■ Data shown:
'''

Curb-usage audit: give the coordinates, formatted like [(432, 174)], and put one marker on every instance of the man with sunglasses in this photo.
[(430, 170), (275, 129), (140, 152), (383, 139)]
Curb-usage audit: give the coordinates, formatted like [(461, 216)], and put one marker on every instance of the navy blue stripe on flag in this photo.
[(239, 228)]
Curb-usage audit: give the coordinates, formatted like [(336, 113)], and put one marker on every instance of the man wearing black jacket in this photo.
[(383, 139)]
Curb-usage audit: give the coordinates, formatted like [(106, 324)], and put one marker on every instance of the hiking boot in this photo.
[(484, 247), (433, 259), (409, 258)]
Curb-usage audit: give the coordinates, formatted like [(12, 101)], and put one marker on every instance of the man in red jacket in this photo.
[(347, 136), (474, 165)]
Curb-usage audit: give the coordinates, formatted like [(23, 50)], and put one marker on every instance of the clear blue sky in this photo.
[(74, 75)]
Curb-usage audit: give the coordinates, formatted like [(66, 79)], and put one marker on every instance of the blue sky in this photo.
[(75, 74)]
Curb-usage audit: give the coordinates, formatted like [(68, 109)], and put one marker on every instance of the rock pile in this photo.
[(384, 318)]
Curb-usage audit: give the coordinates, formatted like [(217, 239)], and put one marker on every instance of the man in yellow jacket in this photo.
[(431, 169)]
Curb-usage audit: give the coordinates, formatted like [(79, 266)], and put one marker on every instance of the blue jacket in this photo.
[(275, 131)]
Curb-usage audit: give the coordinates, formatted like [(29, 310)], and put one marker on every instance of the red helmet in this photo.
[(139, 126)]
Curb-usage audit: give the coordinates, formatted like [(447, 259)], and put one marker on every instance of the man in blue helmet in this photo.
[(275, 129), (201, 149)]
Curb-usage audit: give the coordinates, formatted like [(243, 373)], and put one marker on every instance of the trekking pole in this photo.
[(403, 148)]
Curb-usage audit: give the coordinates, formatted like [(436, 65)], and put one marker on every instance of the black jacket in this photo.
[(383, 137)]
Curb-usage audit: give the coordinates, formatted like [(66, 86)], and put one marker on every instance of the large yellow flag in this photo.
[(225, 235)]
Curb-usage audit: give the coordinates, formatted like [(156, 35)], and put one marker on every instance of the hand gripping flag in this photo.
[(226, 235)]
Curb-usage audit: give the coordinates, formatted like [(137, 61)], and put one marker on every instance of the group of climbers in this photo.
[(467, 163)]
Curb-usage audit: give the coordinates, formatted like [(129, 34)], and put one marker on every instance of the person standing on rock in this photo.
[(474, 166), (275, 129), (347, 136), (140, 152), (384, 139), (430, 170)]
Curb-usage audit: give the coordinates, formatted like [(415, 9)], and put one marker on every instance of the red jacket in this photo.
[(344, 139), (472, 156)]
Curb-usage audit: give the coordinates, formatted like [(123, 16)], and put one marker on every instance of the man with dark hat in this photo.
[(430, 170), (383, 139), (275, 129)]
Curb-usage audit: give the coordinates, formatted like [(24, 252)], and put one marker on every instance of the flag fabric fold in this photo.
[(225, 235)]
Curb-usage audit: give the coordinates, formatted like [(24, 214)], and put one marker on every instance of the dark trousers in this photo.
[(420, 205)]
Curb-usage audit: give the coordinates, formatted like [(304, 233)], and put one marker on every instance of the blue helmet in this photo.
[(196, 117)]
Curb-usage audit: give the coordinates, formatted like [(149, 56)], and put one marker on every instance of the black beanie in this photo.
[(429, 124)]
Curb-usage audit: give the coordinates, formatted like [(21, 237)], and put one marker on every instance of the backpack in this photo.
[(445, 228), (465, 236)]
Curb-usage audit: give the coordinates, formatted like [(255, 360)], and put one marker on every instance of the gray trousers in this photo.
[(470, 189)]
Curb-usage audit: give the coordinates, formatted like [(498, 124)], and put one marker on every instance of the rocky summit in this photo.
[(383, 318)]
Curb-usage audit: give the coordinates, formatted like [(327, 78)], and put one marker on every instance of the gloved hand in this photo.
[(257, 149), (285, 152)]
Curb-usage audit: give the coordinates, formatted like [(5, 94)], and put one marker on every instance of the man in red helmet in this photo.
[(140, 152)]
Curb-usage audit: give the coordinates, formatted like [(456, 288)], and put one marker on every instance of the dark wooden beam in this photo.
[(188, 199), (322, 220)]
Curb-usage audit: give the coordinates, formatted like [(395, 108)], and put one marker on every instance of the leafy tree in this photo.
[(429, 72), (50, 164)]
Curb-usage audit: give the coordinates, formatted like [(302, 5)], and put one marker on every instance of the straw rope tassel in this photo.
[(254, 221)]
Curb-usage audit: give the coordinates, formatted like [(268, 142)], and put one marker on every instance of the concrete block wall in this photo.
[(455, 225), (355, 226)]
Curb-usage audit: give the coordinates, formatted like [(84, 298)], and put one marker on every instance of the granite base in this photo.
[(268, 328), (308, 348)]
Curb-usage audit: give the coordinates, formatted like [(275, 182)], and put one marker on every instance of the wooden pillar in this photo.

'''

■ Request: Render every line of the listing above as a Markdown table, skipping blank lines, with a Row column for the line number and a Text column for the line itself.

■ Response for this exercise:
| Row | Text |
|---|---|
| 1 | Curb-usage audit: give the coordinates, formatted like [(432, 174)], and put one marker on every instance of the man with sunglasses in this photo. |
| 2 | [(430, 170), (275, 129), (140, 152), (383, 139)] |
| 3 | Curb-usage audit: give the coordinates, formatted like [(461, 216)], and put one marker on every instance of the navy blue stripe on flag in this photo. |
| 4 | [(239, 228)] |
| 5 | Curb-usage audit: give the coordinates, formatted like [(336, 113)], and put one marker on every instance of the man wearing black jacket in this photo. |
| 6 | [(383, 139)] |
| 7 | Curb-usage audit: give the coordinates, formatted like [(106, 324)], and put one marker on every instance of the hiking boot in this photo. |
| 8 | [(484, 247), (433, 259), (409, 258)] |
| 9 | Curb-usage audit: give the coordinates, formatted like [(12, 101)], and put one marker on every instance of the man in red jacket in this photo. |
| 10 | [(347, 136), (474, 165)] |
| 11 | Curb-usage audit: give the coordinates, formatted like [(23, 50)], and put one marker on every instance of the clear blue sky in this photo. |
| 12 | [(74, 75)] |
| 13 | Curb-usage audit: give the coordinates, formatted like [(66, 79)], and put one marker on every instance of the blue sky in this photo. |
| 14 | [(75, 74)] |
| 15 | Curb-usage audit: give the coordinates, formatted like [(68, 109)], and put one marker on every instance of the rock pile in this photo. |
| 16 | [(384, 318)] |
| 17 | Curb-usage audit: give the coordinates, formatted like [(217, 239)], and put one marker on every instance of the man in yellow jacket in this photo. |
| 18 | [(431, 169)] |
| 19 | Curb-usage audit: give the coordinates, formatted like [(79, 266)], and put one marker on every instance of the blue jacket in this photo. |
| 20 | [(275, 131)] |
| 21 | Curb-usage audit: give the coordinates, formatted like [(29, 310)], and put one marker on every instance of the red helmet in this photo. |
| 22 | [(139, 126)] |
| 23 | Curb-usage audit: give the coordinates, formatted like [(447, 259)], and put one marker on every instance of the man in blue helmet in this photo. |
| 24 | [(275, 129), (201, 149)] |
| 25 | Curb-usage audit: give the coordinates, formatted like [(243, 373)], and put one marker on every instance of the trekking pole in this photo. |
| 26 | [(403, 148)] |
| 27 | Curb-usage audit: give the coordinates, formatted like [(436, 65)], and put one marker on every instance of the black jacket in this photo. |
| 28 | [(383, 137)] |
| 29 | Curb-usage audit: give the coordinates, formatted like [(66, 86)], and put one marker on every instance of the large yellow flag in this photo. |
| 30 | [(225, 235)] |
| 31 | Curb-usage audit: give the coordinates, formatted like [(156, 35)], and put one marker on every instance of the hand gripping flag in this photo. |
| 32 | [(226, 235)] |
| 33 | Curb-usage audit: give the coordinates, formatted like [(137, 61)], and put one marker on every instance of the group of climbers in this photo. |
| 34 | [(467, 163)] |
| 35 | Curb-usage audit: give the coordinates, formatted like [(129, 34)], and put one marker on every instance of the person standing on rock in this photo. |
| 36 | [(474, 166), (275, 129), (347, 136), (140, 152), (384, 139), (430, 170)] |
| 37 | Curb-usage audit: give the coordinates, formatted like [(415, 9)], and put one marker on every instance of the red jacket in this photo. |
| 38 | [(344, 139), (472, 156)] |
| 39 | Curb-usage audit: give the coordinates, formatted like [(123, 16)], and put one marker on every instance of the man with dark hat in this photo. |
| 40 | [(430, 170), (383, 139), (275, 129)] |
| 41 | Curb-usage audit: give the coordinates, formatted like [(24, 252)], and put one marker on every instance of the flag fabric fold in this photo. |
| 42 | [(225, 235)] |
| 43 | Curb-usage audit: give the coordinates, formatted like [(24, 214)], and put one marker on every instance of the dark trousers in this photo. |
| 44 | [(420, 205)] |
| 45 | Curb-usage audit: give the coordinates, formatted like [(304, 233)], and put one marker on every instance of the blue helmet in this photo. |
| 46 | [(196, 117)] |
| 47 | Curb-usage audit: give the coordinates, formatted like [(149, 56)], and put one marker on every instance of the black beanie in this photo. |
| 48 | [(429, 124)] |
| 49 | Curb-usage audit: give the coordinates, formatted like [(21, 237)], and put one marker on every instance of the backpack in this photo. |
| 50 | [(445, 228), (465, 236)] |
| 51 | Curb-usage audit: give the coordinates, formatted like [(255, 360)], and put one marker on every instance of the gray trousers in this photo. |
| 52 | [(470, 189)] |
| 53 | Curb-usage audit: give the coordinates, formatted like [(498, 124)], and put one marker on every instance of the rocky summit in this photo. |
| 54 | [(383, 318)] |
| 55 | Curb-usage audit: give the coordinates, formatted like [(327, 78)], and put one marker on every instance of the gloved hand in this photo. |
| 56 | [(257, 149), (285, 152)] |
| 57 | Curb-usage audit: give the coordinates, formatted like [(5, 94)], and put one marker on every instance of the man in red helmet in this photo. |
| 58 | [(140, 152)] |
| 59 | Curb-usage audit: give the coordinates, formatted like [(456, 288)], and put one marker on every instance of the dark wooden beam in this photo. |
| 60 | [(188, 199), (322, 220)] |
| 61 | Curb-usage audit: give the coordinates, formatted like [(395, 108)], and put one marker on every instance of the leafy tree in this photo. |
| 62 | [(429, 72), (50, 164)] |
| 63 | Curb-usage audit: give the coordinates, formatted like [(302, 5)], and put one marker on every instance of the straw rope tassel in this photo. |
| 64 | [(254, 221)] |
| 65 | Curb-usage audit: give the coordinates, formatted like [(268, 142)], and put one marker on every instance of the concrete block wall in this photo. |
| 66 | [(455, 225), (355, 226)] |
| 67 | Curb-usage audit: give the coordinates, formatted like [(84, 298)], and put one marker on every instance of the granite base in this photo. |
| 68 | [(268, 328), (308, 348)] |
| 69 | Curb-usage audit: give the coordinates, formatted like [(275, 182)], and put one marker on every instance of the wooden pillar in this photo. |